TEXT UNDER STUDY -
* * * * *
There is an on-going crisis of sexual assault and domestic violence in Alaska, which is considered to be the most dangerous state in the U.S. for women. We continue to see unacceptable rates of violence in both our rural communities off the road-system, as well as in our urban areas. The compounded stress of the COVID-19 pandemic has only made the situation more dire. Domestic violence and sexual assault hotline calls have increased by 52% since the beginning of the pandemic. Shelters and service providers are experiencing overwhelming amounts of strain.

Recently, a man from Fairbanks was federally charged with stalking a woman he once dated for months before soliciting her murder. This is just one example of what our service providers are challenged with — the horror of all that can happen if resources aren’t available to individuals in danger. And now, these scenarios are even more daunting as more than 30 key organizations in Alaska face a looming 35% cut to federal Victims of Crime Act, or VOCA, funds — funding that keeps shelter doors open and staff paid. I have been speaking with different shelters and providers, who have all shared their concern over the upcoming funding shortfalls set to happen as early as July 1.
* * * * *
REQUIREMENT A -
Rewrite the stretch from "Recently, a man" through "early as July 1." in the passage on violence against women in Alaska, swapping "providers" out for "advocates".
REQUIREMENT B -
Answer these questions using the passage on violence against women in Alaska:
(i) By what percentage have domestic violence and sexual assault hotline calls increased since the pandemic began?
(ii) Where is the man who was federally charged with stalking from?
(iii) How large is the cut to VOCA funds that the organizations face?
REQUIREMENT C -
Take the passage on violence against women in Alaska further, continuing from its last sentence.

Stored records
* * * * *
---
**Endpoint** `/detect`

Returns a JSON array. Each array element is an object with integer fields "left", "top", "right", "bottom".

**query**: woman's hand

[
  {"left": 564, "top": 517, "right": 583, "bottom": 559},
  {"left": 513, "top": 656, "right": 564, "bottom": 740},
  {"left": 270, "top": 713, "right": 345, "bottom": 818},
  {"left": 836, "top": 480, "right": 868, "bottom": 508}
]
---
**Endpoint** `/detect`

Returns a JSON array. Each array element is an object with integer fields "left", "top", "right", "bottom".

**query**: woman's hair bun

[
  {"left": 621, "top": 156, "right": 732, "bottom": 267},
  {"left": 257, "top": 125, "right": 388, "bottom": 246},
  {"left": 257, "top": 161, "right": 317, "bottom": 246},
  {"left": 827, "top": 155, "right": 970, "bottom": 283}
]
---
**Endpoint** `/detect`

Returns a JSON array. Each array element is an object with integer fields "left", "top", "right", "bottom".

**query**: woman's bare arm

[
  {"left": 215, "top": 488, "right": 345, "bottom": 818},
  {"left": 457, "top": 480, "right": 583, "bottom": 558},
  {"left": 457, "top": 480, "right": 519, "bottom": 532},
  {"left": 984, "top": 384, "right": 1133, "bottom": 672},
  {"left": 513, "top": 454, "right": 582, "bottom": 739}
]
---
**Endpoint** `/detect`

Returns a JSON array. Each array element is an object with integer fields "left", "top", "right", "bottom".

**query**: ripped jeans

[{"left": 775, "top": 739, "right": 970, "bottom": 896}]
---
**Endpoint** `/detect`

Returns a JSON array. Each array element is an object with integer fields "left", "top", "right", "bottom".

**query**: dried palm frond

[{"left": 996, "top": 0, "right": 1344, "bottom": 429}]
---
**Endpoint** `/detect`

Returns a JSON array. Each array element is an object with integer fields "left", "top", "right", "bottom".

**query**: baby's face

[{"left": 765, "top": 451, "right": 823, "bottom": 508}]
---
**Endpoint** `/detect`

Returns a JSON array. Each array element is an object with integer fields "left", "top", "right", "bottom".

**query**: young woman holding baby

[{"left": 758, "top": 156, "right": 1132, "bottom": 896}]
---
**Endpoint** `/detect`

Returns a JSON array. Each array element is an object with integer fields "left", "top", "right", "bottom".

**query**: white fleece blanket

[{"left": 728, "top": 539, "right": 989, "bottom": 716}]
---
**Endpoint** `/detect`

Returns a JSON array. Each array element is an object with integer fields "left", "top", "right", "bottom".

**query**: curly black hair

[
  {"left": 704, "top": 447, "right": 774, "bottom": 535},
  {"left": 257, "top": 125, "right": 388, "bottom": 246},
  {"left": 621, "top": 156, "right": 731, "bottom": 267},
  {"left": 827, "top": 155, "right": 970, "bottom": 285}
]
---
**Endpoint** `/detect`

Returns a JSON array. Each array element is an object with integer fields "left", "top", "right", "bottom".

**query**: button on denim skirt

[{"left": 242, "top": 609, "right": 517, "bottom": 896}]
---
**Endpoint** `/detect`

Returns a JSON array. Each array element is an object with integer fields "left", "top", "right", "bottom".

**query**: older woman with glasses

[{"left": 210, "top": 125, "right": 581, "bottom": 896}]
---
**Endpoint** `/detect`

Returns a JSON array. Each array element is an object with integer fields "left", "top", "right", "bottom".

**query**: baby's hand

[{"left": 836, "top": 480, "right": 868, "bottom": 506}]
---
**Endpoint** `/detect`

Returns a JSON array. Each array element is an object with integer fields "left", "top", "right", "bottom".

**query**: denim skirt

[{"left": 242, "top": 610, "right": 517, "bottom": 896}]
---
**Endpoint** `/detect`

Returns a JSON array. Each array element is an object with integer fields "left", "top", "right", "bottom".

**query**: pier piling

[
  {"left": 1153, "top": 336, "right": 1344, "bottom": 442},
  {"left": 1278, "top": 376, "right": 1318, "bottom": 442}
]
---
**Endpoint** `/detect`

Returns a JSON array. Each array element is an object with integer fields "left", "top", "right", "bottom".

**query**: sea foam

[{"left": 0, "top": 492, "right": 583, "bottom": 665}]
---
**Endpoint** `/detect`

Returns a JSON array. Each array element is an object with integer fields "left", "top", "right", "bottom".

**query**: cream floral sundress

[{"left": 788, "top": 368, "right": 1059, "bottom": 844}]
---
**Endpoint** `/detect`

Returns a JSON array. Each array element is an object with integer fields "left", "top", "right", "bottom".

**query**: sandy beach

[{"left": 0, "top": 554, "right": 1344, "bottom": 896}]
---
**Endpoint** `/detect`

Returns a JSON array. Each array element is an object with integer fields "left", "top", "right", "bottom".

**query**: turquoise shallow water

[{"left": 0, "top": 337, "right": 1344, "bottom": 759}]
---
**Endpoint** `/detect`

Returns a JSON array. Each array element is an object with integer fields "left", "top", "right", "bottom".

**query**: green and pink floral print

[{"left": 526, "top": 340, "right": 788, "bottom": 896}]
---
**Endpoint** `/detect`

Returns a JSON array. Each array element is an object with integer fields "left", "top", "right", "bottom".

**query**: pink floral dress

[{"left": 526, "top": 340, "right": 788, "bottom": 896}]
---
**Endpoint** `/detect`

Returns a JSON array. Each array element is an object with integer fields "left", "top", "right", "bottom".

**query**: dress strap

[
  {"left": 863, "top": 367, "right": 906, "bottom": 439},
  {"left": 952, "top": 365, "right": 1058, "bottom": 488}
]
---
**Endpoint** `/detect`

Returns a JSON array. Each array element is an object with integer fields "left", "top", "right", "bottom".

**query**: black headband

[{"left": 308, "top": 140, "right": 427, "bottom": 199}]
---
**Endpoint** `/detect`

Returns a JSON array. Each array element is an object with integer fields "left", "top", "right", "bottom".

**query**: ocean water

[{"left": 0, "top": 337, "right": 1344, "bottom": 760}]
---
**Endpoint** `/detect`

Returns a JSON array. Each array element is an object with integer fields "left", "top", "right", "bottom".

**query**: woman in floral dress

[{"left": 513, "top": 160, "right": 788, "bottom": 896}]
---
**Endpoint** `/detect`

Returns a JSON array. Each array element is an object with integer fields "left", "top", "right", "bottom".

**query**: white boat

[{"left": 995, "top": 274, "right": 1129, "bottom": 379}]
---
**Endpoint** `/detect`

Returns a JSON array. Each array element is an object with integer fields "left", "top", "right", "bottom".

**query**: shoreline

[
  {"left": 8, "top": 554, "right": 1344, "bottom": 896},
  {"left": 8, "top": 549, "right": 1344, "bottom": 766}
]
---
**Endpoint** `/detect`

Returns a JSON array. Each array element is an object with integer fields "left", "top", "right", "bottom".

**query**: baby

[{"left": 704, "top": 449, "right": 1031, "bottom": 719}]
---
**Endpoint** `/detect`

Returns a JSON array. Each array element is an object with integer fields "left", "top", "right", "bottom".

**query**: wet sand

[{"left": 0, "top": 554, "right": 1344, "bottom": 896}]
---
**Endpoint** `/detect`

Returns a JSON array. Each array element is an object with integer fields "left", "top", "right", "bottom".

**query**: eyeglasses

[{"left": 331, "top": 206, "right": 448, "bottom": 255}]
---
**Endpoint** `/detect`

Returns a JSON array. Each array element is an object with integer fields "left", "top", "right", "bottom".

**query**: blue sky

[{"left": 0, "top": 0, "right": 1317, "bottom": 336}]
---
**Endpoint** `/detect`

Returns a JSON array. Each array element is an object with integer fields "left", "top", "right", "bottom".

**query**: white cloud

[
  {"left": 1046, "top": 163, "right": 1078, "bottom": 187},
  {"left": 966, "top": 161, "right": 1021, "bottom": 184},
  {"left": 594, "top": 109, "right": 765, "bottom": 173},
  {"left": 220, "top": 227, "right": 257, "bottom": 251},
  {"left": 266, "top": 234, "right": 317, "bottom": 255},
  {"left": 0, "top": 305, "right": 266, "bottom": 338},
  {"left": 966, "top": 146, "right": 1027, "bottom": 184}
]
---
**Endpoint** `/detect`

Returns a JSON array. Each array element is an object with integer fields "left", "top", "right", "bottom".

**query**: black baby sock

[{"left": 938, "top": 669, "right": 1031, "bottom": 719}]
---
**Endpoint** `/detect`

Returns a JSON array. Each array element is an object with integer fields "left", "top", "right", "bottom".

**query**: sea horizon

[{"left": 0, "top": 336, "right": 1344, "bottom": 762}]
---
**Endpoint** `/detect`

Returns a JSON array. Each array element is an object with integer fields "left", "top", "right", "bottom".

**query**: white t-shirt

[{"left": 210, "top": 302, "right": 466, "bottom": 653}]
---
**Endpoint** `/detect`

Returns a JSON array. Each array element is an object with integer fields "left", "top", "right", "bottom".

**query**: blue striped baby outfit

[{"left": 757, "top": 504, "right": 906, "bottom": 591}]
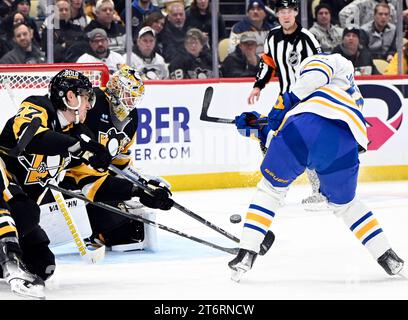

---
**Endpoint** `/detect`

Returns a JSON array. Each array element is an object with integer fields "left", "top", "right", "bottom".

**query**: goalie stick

[
  {"left": 48, "top": 184, "right": 239, "bottom": 254},
  {"left": 109, "top": 165, "right": 275, "bottom": 256}
]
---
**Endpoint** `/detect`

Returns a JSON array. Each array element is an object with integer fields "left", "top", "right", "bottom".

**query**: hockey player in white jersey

[{"left": 228, "top": 54, "right": 404, "bottom": 280}]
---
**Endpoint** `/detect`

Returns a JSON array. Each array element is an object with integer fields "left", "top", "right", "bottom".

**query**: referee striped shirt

[{"left": 254, "top": 25, "right": 321, "bottom": 94}]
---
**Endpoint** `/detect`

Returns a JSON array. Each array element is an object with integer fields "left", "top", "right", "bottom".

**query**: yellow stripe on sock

[
  {"left": 246, "top": 212, "right": 272, "bottom": 228},
  {"left": 356, "top": 219, "right": 378, "bottom": 239}
]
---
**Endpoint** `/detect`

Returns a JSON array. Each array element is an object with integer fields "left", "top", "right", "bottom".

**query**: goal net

[{"left": 0, "top": 63, "right": 109, "bottom": 129}]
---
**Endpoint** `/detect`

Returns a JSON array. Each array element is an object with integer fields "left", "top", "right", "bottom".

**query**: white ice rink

[{"left": 0, "top": 182, "right": 408, "bottom": 300}]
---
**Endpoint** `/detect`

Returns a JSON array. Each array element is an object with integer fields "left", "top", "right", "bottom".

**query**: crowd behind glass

[{"left": 0, "top": 0, "right": 408, "bottom": 79}]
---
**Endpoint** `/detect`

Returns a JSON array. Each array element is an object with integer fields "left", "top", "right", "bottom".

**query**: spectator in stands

[
  {"left": 228, "top": 0, "right": 274, "bottom": 55},
  {"left": 0, "top": 23, "right": 45, "bottom": 64},
  {"left": 361, "top": 3, "right": 397, "bottom": 62},
  {"left": 12, "top": 0, "right": 41, "bottom": 43},
  {"left": 71, "top": 0, "right": 91, "bottom": 30},
  {"left": 339, "top": 0, "right": 399, "bottom": 28},
  {"left": 124, "top": 27, "right": 169, "bottom": 80},
  {"left": 333, "top": 26, "right": 379, "bottom": 75},
  {"left": 158, "top": 2, "right": 187, "bottom": 62},
  {"left": 0, "top": 38, "right": 13, "bottom": 58},
  {"left": 186, "top": 0, "right": 227, "bottom": 46},
  {"left": 221, "top": 33, "right": 260, "bottom": 78},
  {"left": 85, "top": 0, "right": 125, "bottom": 54},
  {"left": 309, "top": 4, "right": 343, "bottom": 53},
  {"left": 120, "top": 0, "right": 160, "bottom": 39},
  {"left": 143, "top": 11, "right": 165, "bottom": 55},
  {"left": 41, "top": 0, "right": 85, "bottom": 62},
  {"left": 319, "top": 0, "right": 354, "bottom": 26},
  {"left": 0, "top": 11, "right": 26, "bottom": 41},
  {"left": 0, "top": 0, "right": 14, "bottom": 19},
  {"left": 77, "top": 28, "right": 126, "bottom": 73},
  {"left": 169, "top": 28, "right": 212, "bottom": 80},
  {"left": 384, "top": 38, "right": 408, "bottom": 75}
]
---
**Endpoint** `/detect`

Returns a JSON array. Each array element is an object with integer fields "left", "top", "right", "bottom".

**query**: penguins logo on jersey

[
  {"left": 98, "top": 128, "right": 130, "bottom": 157},
  {"left": 288, "top": 51, "right": 300, "bottom": 67},
  {"left": 18, "top": 154, "right": 71, "bottom": 187}
]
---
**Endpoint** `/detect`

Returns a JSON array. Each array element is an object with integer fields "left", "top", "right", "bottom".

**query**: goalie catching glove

[
  {"left": 68, "top": 134, "right": 112, "bottom": 171},
  {"left": 134, "top": 179, "right": 174, "bottom": 210}
]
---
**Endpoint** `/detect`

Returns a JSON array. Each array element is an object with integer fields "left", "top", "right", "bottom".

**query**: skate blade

[
  {"left": 231, "top": 269, "right": 246, "bottom": 283},
  {"left": 10, "top": 281, "right": 46, "bottom": 300}
]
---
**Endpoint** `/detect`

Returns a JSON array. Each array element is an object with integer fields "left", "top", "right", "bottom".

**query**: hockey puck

[{"left": 230, "top": 214, "right": 242, "bottom": 223}]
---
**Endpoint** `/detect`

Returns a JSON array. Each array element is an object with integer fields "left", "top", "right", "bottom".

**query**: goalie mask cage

[{"left": 0, "top": 63, "right": 109, "bottom": 128}]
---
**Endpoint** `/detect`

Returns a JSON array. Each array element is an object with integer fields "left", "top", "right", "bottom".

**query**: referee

[
  {"left": 248, "top": 0, "right": 327, "bottom": 211},
  {"left": 248, "top": 0, "right": 321, "bottom": 104}
]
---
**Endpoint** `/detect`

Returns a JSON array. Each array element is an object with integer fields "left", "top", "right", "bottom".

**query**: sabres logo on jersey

[
  {"left": 18, "top": 155, "right": 71, "bottom": 186},
  {"left": 98, "top": 128, "right": 130, "bottom": 157}
]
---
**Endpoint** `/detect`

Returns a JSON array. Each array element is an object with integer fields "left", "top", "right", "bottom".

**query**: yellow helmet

[{"left": 106, "top": 65, "right": 145, "bottom": 121}]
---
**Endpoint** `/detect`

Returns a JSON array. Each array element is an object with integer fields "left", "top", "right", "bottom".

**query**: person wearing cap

[
  {"left": 309, "top": 4, "right": 343, "bottom": 53},
  {"left": 123, "top": 27, "right": 169, "bottom": 80},
  {"left": 120, "top": 0, "right": 160, "bottom": 39},
  {"left": 85, "top": 0, "right": 126, "bottom": 54},
  {"left": 221, "top": 33, "right": 260, "bottom": 78},
  {"left": 158, "top": 2, "right": 188, "bottom": 63},
  {"left": 0, "top": 23, "right": 45, "bottom": 64},
  {"left": 228, "top": 0, "right": 275, "bottom": 55},
  {"left": 186, "top": 0, "right": 227, "bottom": 46},
  {"left": 40, "top": 0, "right": 86, "bottom": 62},
  {"left": 361, "top": 3, "right": 397, "bottom": 62},
  {"left": 11, "top": 0, "right": 41, "bottom": 44},
  {"left": 76, "top": 28, "right": 126, "bottom": 73},
  {"left": 333, "top": 25, "right": 380, "bottom": 75},
  {"left": 169, "top": 28, "right": 212, "bottom": 80}
]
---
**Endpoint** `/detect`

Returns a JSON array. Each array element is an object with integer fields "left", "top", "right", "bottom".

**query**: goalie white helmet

[{"left": 106, "top": 65, "right": 145, "bottom": 121}]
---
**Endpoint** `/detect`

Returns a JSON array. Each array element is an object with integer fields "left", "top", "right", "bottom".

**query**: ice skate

[
  {"left": 377, "top": 249, "right": 406, "bottom": 277},
  {"left": 2, "top": 253, "right": 45, "bottom": 299},
  {"left": 302, "top": 193, "right": 329, "bottom": 212},
  {"left": 228, "top": 249, "right": 258, "bottom": 282}
]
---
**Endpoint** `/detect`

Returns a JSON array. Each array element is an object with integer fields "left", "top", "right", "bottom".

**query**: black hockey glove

[
  {"left": 69, "top": 134, "right": 112, "bottom": 171},
  {"left": 137, "top": 179, "right": 174, "bottom": 210}
]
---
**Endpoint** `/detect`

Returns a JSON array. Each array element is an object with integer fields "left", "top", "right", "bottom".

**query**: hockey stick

[
  {"left": 109, "top": 165, "right": 239, "bottom": 242},
  {"left": 48, "top": 184, "right": 239, "bottom": 254},
  {"left": 109, "top": 165, "right": 275, "bottom": 256}
]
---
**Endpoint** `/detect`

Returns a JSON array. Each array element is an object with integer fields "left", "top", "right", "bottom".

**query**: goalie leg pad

[
  {"left": 332, "top": 199, "right": 391, "bottom": 260},
  {"left": 240, "top": 178, "right": 288, "bottom": 253}
]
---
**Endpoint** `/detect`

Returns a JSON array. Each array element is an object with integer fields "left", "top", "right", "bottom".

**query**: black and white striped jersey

[{"left": 254, "top": 25, "right": 321, "bottom": 94}]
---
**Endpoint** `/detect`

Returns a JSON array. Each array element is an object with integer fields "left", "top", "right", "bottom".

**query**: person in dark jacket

[
  {"left": 169, "top": 28, "right": 212, "bottom": 80},
  {"left": 0, "top": 23, "right": 45, "bottom": 64},
  {"left": 333, "top": 26, "right": 380, "bottom": 75},
  {"left": 120, "top": 0, "right": 160, "bottom": 39},
  {"left": 221, "top": 33, "right": 260, "bottom": 78},
  {"left": 41, "top": 0, "right": 86, "bottom": 62},
  {"left": 158, "top": 2, "right": 188, "bottom": 62},
  {"left": 186, "top": 0, "right": 227, "bottom": 46}
]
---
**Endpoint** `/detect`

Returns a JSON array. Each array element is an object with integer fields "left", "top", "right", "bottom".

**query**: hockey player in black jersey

[
  {"left": 62, "top": 65, "right": 173, "bottom": 251},
  {"left": 0, "top": 70, "right": 111, "bottom": 298}
]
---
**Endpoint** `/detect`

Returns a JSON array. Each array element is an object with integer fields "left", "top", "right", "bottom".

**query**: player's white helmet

[{"left": 106, "top": 65, "right": 145, "bottom": 121}]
* * * * *
ANSWER AREA A -
Recently, a man from Fairbanks was federally charged with stalking a woman he once dated for months before soliciting her murder. This is just one example of what our service advocates are challenged with — the horror of all that can happen if resources aren’t available to individuals in danger. And now, these scenarios are even more daunting as more than 30 key organizations in Alaska face a looming 35% cut to federal Victims of Crime Act, or VOCA, funds — funding that keeps shelter doors open and staff paid. I have been speaking with different shelters and advocates, who have all shared their concern over the upcoming funding shortfalls set to happen as early as July 1.

ANSWER AREA B -
(i) 52%
(ii) Fairbanks
(iii) 35%

ANSWER AREA C -
VOCA funding is critical to addressing Alaska’s lack of available services for victims. If VOCA is not sustained, victim service providers will lose crucial funds and could be forced to close or reduce services. During a visit to the Kodiak Women’s Resource and Crisis Center, they shared that these cuts could render them unable to support and pay their dedicated staff — the core of providing the best possible care to survivors.

My colleagues and I are leading the VOCA Fix to Sustain the Crime Victims Fund Act to amend how the Crime Victims Fund receives its funding. Currently, the VOCA funds released annually have begun to decline because of shrinking deposits and subsequent decreases in the Crimes Victims Fund balance. The long-term solution to these decreasing funds is for Congress to pass this legislation, to ensure Alaskans will not face increasing cuts to their federal VOCA funds.

Alaska Native women are overrepresented as victims of domestic violence by 250%, and rural communities face additional challenges to receiving lifesaving services. Just this past summer, rural Alaska saw five domestic violence homicides in just 10 days. These tragic deaths all occurred in communities that lacked local domestic violence shelters; where services were limited due to the pandemic. I am working to reauthorize the Family Violence Prevention and Services Improvement Act, or FVPSA, which would improve the capacity of states, tribes and tribal organizations to support local shelters and programs that provide services to survivors of domestic violence and sexual assault.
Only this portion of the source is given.